### TEXT
[START]

I do teach them things. All the time. They get mad at me sometimes because I'm always trying to teach them things. Even when we're just riding down the road. "Hey girls, do you know why that so-and-so is right there? That's so people will know...." Lol. "Daaaaaad!!! We're not in school right now! We don't want education!!!"


----------



## Mavash. (Jan 26, 2012)

Well that's just....sad.

Can't you teach them?

Like now? 

Or are you going to wait until you leave?


----------



## manticore (Sep 3, 2013)

ThreeStrikes said:


> Did you really come to this forum to say:
> 
> "MY STBX is so scatter-brained it makes me fume." ?
> 
> ...


what's your problem tha OP came seeking support and sharing what he is going throught, he did not came here to entretain you.

He is not a door-mat he already filed divorce, he is not trying to reconcile, a he has no the mentallity of a 14 year old as you seems to have.

what he was supposed to do?, take the pizza from her plate and throw it to the thrash to initiate a stupid fight in front of his kids, will you be happy with this?, of course as they are not your kids the innecesary fights and insults make the post more interesting and who cares about the family.

The OP clarify his disconffort, explained her why R is not an option, and took the mesures to resolve the situation as mature as possible.

So have my two cents, buy a forest a lost yourself.

i will normally advice the OP to report you but i aready did it.


----------



## EleGirl (Dec 3, 2011)

BeachGuy said:


> I try to get them interested and teach them. That's another big complaint about stbx. She doesn't teach our kids the skills they'll need in life. She waits on them hand and foot. My 14 y/o actually said to me recently "I've asked mom three times to teach me how to do laundry and she won't." That's because it might take away one of the things that she does that makes her feel needed in life.

[END]

### STORED ROWS
[START]

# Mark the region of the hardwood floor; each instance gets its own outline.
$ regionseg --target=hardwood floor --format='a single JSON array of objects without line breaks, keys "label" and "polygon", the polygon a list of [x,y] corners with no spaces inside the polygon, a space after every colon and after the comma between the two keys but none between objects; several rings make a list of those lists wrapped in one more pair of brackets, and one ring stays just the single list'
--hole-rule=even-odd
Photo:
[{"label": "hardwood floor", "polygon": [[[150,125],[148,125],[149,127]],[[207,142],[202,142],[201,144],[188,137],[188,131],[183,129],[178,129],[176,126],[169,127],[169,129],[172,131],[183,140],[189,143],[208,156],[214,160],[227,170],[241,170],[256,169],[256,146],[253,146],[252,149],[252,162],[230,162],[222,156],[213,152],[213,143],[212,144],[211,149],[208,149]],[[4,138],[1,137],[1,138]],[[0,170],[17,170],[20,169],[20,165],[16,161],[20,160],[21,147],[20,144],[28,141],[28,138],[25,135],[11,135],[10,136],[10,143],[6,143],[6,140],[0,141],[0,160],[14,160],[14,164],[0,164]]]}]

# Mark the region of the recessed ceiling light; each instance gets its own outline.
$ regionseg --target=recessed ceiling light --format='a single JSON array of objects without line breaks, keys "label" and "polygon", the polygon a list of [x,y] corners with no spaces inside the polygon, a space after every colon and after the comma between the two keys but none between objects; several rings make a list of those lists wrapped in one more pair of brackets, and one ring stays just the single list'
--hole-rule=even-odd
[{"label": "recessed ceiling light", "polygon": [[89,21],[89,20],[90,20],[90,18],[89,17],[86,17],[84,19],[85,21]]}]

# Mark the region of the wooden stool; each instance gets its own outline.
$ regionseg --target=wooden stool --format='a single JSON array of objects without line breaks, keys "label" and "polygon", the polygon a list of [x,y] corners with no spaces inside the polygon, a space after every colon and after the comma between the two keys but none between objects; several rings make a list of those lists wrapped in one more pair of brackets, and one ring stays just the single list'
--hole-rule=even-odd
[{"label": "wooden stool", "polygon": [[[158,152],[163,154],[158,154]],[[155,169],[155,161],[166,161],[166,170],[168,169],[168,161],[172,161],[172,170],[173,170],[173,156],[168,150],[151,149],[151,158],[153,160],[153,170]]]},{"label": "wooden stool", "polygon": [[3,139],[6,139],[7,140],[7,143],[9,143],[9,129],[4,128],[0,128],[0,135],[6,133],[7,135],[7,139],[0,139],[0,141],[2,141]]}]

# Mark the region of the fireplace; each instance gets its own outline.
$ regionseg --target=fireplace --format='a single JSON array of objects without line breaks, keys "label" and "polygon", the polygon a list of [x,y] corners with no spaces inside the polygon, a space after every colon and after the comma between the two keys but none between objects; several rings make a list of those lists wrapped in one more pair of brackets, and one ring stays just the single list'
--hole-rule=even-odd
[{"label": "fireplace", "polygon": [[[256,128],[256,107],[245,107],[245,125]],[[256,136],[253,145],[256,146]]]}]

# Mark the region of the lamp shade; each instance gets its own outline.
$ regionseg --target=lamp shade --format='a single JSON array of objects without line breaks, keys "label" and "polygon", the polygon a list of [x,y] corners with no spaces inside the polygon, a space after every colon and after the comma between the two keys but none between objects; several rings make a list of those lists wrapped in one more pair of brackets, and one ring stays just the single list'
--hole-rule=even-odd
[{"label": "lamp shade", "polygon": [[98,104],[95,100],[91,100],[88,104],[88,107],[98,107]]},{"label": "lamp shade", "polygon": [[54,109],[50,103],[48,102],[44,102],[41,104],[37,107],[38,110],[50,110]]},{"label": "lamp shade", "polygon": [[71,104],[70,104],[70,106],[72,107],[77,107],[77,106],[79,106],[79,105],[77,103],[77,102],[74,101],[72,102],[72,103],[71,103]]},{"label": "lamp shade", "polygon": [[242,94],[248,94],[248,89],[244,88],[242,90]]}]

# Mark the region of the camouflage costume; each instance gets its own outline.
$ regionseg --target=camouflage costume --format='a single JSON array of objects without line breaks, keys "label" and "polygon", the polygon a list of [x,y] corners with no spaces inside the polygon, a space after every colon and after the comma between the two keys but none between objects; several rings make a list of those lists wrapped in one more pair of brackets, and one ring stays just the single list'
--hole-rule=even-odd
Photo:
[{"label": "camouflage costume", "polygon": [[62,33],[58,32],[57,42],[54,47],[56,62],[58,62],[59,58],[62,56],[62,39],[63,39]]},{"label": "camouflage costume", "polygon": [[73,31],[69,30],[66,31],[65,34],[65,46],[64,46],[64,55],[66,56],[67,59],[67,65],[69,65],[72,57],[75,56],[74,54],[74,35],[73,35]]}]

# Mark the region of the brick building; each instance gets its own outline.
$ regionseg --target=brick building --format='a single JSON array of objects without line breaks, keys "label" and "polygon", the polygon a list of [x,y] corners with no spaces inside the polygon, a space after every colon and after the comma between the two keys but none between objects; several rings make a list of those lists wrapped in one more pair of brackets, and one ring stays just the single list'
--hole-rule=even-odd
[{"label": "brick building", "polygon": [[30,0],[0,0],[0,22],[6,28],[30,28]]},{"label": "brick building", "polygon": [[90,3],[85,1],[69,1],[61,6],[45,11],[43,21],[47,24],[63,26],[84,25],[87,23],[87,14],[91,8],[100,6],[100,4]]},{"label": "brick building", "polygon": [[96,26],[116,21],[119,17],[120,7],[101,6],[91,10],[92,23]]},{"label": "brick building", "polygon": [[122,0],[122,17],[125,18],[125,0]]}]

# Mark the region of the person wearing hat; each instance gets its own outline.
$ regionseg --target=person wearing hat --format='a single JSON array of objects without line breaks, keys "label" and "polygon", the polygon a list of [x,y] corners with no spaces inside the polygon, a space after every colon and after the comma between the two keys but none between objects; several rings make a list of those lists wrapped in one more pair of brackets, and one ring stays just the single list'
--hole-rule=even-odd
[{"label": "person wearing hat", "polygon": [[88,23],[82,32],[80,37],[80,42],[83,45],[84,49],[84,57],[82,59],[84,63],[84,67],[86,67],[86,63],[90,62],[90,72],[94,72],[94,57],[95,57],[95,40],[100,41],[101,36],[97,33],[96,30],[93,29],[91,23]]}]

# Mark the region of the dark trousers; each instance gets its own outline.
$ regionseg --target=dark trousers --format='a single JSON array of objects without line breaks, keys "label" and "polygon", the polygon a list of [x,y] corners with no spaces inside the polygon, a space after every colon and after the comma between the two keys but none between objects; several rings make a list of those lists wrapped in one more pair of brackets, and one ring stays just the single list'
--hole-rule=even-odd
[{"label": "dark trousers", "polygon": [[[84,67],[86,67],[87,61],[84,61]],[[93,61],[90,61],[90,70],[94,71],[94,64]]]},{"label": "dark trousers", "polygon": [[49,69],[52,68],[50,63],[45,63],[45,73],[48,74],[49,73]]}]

[END]

### WORK TO COMPLETE
(1) List the dates that appear in the post headers of the forum thread about divorce and parenting.
(2) Write the next part of the forum thread about divorce and parenting, picking up after its final sentence.

### ANSWERS IN ORDER
(1)
Jan 26, 2012
Sep 3, 2013
Dec 3, 2011

(2)
> 
> I do teach them things. All the time. They get mad at me sometimes because I'm always trying to teach them things. Even when we're just riding down the road. "Hey girls, do you know why that so-and-so is right there? That's so people will know...." Lol. "Daaaaaad!!! We're not in school right now! We don't want education!!!"


Teach them anyway. 

I started cooking for the family when I was 10.. there were 8 of us the time. You can do it as a fun activity.


Laundry is easy to do. My rule was that everyone in the house does their own laundry. I taught my kids when they were 10/11. Told my H to do his own too. So I've never had to worry about anyone's laundry.


----------



## ThreeStrikes (Aug 11, 2012)

manticore said:


> what's your problem tha OP came seeking support and sharing what he is going throught, he did not came here to entretain you.
> 
> He is not a door-mat he already filed divorce, he is not trying to reconcile, a he has no the mentallity of a 14 year old as you seems to have.
> 
> ...


Hee hee.

I will respectfully assert that filing for D does not magically vanquish one's doormat status or tendencies.

Stick around a little longer on these boards and you will see what I mean 

I agree with Mav. Anger is good. But, I think that Beach is not really angry at his "ding-bat" stbx. He's angry at himself for letting himself be used, once again, as a doormat.

Once Beach distances himself from his situation, both physically and with time, he will see this more clearly.

Had it been me, she would not have eaten any pizza. In fact, she wouldn't be eating on my dime ever again. 

But, as I've often stated, I'm a vindictive a$$ (with very clear boundaries )


----------



## Conrad (Aug 6, 2010)

manticore said:


> what's your problem tha OP came seeking support and sharing what he is going throught, he did not came here to entretain you.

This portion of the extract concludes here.